▸ **About this task**: Reproduce the records exactly through the line with "Mark one point per instance of the tram destination".

(Referring expression pointing data)
=== Section Start ===

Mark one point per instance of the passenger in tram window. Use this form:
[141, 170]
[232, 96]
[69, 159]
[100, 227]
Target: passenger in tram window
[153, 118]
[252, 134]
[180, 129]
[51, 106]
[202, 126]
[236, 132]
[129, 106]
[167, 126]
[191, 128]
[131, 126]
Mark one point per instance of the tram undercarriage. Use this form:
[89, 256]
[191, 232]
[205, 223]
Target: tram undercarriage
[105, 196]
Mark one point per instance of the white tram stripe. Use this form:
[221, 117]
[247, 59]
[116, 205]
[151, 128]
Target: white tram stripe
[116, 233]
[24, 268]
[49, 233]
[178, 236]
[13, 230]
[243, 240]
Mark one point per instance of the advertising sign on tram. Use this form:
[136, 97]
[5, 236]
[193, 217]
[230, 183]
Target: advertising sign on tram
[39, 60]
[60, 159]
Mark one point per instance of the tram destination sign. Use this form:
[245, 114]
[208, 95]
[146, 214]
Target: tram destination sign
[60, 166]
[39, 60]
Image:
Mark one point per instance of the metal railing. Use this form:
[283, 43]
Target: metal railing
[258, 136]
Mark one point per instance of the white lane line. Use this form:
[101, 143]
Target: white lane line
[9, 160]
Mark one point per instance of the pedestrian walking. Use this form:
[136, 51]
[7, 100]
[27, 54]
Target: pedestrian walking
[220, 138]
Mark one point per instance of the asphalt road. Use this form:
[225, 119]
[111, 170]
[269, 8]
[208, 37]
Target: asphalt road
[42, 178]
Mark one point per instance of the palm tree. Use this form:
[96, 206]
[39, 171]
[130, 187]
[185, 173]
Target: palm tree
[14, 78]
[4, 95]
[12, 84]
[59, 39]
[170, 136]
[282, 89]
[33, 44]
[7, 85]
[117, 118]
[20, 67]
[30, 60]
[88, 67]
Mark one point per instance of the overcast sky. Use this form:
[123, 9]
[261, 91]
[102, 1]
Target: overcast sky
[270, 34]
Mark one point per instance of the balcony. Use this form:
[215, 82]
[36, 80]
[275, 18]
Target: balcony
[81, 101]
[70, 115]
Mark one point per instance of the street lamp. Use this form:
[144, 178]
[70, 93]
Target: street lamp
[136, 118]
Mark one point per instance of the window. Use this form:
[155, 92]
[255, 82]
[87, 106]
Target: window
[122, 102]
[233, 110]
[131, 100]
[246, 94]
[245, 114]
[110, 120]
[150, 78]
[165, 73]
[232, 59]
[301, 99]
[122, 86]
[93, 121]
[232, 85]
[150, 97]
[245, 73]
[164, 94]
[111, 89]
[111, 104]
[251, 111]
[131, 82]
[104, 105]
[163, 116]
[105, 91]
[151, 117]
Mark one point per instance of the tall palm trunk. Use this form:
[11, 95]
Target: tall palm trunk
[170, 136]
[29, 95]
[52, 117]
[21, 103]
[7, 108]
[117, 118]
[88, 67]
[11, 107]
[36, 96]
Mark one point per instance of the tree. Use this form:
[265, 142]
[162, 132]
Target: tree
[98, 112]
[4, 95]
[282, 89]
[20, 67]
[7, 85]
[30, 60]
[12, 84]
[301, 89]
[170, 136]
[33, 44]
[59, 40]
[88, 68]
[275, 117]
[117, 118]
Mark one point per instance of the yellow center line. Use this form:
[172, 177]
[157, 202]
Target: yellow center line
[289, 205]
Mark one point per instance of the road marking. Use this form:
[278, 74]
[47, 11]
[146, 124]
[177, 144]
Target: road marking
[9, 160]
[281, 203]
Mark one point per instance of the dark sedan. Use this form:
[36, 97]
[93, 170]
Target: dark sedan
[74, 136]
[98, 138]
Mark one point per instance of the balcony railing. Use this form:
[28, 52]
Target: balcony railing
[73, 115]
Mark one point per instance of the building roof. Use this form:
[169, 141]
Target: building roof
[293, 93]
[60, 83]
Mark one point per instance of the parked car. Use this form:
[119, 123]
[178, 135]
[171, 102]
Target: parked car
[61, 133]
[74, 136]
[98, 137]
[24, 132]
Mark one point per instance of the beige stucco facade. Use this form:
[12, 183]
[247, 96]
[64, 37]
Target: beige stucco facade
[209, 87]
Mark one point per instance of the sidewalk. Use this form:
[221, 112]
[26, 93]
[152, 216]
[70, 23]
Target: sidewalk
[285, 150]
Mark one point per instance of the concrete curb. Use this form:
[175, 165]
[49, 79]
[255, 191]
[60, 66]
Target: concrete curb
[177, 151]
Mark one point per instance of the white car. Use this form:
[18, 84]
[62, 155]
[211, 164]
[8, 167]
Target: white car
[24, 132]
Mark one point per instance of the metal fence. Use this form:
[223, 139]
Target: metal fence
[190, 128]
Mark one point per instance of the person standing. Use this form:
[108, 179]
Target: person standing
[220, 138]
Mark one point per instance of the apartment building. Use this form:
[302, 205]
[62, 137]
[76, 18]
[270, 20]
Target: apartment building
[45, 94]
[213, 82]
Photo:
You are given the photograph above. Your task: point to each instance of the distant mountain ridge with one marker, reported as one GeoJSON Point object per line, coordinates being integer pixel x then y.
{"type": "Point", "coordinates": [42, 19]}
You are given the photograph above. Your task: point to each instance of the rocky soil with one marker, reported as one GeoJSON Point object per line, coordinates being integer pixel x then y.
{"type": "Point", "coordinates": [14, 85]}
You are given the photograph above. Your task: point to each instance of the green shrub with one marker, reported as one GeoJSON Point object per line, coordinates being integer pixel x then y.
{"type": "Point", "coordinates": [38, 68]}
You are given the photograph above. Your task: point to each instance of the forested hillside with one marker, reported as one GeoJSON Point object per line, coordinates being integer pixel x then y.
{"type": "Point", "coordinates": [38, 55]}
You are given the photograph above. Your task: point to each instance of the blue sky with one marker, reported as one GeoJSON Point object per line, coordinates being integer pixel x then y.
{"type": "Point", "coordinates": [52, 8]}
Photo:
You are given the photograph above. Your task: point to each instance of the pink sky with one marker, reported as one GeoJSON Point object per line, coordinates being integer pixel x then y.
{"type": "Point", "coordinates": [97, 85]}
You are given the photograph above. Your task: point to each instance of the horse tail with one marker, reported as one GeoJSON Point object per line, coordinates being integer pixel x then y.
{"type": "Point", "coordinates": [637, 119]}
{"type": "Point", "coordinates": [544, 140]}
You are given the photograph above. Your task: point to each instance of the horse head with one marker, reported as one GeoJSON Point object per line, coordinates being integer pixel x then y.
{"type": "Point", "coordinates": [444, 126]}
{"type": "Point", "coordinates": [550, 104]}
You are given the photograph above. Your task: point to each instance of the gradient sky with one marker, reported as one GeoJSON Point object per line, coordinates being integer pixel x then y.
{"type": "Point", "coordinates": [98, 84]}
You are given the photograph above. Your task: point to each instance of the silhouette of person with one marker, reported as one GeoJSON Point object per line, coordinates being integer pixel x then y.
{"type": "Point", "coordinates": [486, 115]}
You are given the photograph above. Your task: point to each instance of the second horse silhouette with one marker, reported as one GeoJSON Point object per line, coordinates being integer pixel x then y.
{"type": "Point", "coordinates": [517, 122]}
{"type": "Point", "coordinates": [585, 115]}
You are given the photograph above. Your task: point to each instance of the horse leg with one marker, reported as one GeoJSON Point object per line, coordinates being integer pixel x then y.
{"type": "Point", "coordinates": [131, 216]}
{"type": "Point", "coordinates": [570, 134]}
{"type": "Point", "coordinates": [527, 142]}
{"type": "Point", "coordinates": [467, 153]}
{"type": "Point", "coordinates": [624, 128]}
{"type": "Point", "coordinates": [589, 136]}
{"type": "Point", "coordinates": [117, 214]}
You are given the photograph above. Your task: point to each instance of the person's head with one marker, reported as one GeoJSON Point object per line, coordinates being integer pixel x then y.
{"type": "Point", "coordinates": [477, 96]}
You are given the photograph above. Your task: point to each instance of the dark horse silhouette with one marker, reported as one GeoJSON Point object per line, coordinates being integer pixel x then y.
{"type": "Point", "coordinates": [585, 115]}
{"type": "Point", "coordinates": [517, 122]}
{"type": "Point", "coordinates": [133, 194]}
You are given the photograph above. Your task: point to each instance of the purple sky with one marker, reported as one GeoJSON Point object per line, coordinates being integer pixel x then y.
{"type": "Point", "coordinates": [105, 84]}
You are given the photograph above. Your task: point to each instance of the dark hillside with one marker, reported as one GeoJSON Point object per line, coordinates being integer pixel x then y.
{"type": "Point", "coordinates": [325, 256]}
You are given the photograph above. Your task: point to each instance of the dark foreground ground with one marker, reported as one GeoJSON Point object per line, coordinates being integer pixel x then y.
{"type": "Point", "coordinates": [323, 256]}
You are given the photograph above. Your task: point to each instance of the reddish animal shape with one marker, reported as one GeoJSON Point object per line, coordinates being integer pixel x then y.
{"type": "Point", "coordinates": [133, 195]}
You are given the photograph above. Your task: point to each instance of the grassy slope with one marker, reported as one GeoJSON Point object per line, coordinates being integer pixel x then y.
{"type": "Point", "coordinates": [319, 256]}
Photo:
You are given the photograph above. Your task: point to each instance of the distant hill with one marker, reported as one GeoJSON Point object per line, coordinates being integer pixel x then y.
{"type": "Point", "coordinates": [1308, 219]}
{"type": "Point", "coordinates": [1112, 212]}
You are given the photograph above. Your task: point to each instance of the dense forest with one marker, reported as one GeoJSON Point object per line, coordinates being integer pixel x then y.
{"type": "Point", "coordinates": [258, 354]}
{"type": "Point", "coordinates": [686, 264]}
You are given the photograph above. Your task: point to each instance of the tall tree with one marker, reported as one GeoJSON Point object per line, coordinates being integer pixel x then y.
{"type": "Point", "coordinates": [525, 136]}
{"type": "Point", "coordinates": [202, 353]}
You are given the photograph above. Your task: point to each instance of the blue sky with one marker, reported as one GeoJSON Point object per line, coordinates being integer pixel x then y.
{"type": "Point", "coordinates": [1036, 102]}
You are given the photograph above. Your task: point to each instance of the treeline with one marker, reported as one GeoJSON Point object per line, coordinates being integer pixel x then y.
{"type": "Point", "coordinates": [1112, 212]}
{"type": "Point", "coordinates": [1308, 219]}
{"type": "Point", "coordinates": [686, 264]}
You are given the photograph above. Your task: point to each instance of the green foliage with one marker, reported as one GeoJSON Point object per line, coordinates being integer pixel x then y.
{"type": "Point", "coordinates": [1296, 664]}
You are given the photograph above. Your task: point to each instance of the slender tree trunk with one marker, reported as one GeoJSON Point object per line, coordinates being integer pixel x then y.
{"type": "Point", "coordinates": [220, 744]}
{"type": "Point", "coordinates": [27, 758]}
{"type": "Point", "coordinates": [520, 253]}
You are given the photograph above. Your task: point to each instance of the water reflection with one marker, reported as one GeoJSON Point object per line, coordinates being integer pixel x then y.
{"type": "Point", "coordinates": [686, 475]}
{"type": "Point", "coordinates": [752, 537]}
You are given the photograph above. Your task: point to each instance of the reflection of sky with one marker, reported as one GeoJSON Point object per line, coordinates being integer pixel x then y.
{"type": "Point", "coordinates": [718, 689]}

=== Section End ===

▸ **Response area**:
Mark one point per instance of the passenger in tram window. Use this form:
[141, 170]
[232, 96]
[69, 159]
[100, 227]
Target: passenger in tram window
[153, 118]
[252, 134]
[180, 129]
[51, 106]
[202, 126]
[236, 132]
[129, 106]
[167, 126]
[191, 128]
[131, 126]
Mark one point per instance of the tram undercarriage. Use this form:
[89, 256]
[191, 232]
[205, 223]
Target: tram undercarriage
[105, 196]
Mark one point per instance of the white tram stripe. Use this form:
[221, 117]
[247, 59]
[116, 205]
[151, 128]
Target: white tram stripe
[116, 233]
[24, 268]
[49, 233]
[178, 236]
[13, 230]
[243, 240]
Mark one point per instance of the advertising sign on tram. Use this form:
[136, 97]
[5, 236]
[193, 217]
[230, 183]
Target: advertising sign on tram
[39, 60]
[60, 159]
Mark one point per instance of the tram destination sign. Use this form:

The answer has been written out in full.